▶ **Given instruction**: Copy out the items below word for word, from the very first line up to and including the line that contains "column 103, row 90".

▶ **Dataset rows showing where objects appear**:

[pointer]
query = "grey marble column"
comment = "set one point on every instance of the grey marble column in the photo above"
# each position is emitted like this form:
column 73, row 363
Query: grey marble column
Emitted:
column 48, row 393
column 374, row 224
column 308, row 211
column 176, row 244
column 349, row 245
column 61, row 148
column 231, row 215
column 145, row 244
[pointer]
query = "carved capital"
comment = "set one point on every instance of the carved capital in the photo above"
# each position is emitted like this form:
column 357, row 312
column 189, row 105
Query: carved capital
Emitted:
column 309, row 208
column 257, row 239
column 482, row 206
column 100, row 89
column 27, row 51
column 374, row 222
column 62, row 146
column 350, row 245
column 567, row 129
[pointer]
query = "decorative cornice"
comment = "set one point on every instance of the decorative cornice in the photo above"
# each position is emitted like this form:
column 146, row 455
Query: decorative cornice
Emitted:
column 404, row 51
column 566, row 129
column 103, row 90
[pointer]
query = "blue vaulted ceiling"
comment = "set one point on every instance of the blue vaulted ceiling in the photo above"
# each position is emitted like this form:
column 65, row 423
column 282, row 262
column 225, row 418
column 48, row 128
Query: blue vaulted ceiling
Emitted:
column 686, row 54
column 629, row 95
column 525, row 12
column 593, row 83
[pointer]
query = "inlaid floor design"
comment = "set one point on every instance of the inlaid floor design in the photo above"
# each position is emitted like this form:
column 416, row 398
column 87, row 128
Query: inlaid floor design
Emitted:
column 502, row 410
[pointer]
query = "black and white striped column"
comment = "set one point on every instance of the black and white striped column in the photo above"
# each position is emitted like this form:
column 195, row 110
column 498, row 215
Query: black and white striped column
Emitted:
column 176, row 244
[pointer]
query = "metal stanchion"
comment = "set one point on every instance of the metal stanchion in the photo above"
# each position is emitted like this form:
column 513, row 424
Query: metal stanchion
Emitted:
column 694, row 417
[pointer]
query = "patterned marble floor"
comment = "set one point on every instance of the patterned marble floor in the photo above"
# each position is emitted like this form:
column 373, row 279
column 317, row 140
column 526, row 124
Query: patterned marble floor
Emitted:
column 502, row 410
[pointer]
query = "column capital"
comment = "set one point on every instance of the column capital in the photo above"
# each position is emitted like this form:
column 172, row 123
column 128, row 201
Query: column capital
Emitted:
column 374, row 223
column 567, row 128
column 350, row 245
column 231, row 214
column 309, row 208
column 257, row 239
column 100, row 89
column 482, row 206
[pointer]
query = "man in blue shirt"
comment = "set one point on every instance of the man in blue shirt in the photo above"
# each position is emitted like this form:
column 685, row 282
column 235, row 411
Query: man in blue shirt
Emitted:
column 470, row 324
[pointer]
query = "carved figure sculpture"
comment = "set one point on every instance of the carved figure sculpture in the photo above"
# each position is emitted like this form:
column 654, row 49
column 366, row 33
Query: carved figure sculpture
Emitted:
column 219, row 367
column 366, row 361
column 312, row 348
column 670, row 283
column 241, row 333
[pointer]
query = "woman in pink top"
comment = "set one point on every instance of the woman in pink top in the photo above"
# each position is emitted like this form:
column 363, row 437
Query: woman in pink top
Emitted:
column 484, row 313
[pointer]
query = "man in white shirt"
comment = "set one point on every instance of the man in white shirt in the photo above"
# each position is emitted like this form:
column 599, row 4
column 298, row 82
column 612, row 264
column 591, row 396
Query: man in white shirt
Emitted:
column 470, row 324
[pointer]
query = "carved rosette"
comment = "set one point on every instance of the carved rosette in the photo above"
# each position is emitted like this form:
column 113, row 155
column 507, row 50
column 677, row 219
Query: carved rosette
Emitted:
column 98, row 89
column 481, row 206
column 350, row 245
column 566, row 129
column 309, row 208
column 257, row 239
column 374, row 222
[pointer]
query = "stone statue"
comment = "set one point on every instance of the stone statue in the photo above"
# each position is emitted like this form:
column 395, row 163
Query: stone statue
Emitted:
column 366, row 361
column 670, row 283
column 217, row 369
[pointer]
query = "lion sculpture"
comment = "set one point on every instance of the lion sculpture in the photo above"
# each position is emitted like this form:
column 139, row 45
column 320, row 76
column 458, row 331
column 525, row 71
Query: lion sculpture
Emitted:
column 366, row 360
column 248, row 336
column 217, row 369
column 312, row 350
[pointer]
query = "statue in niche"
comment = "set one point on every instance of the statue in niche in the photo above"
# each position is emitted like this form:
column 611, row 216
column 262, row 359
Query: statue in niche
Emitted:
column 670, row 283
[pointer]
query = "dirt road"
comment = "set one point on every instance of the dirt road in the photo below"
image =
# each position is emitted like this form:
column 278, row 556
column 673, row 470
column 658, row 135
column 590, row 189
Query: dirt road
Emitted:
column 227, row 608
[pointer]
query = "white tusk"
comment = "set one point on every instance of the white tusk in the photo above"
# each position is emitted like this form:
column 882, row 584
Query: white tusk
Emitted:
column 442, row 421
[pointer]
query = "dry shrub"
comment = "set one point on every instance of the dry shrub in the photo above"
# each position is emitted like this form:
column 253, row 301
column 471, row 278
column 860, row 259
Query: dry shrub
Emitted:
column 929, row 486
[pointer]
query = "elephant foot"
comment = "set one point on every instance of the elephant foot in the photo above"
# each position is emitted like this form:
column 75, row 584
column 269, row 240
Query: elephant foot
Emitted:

▶ **Worked answer**:
[pointer]
query = "grey marble column"
comment = "set one point on every instance of the grey marble column in the photo above"
# each position is emitted like this form:
column 73, row 363
Query: grey marble column
Emitted:
column 48, row 393
column 374, row 224
column 308, row 211
column 176, row 244
column 349, row 245
column 61, row 148
column 231, row 215
column 145, row 244
[pointer]
query = "carved capital"
comment = "set one point on every instance of the carved capital in the photo above"
# each position is emitted like this form:
column 357, row 312
column 189, row 105
Query: carved capital
Emitted:
column 309, row 208
column 257, row 239
column 482, row 206
column 100, row 89
column 27, row 51
column 374, row 222
column 62, row 146
column 350, row 245
column 567, row 129
[pointer]
query = "decorative cornice"
comment = "set one point on every instance of the decorative cornice in the photo above"
# each position is emitted like this form:
column 146, row 455
Query: decorative cornice
Emitted:
column 404, row 51
column 566, row 129
column 103, row 90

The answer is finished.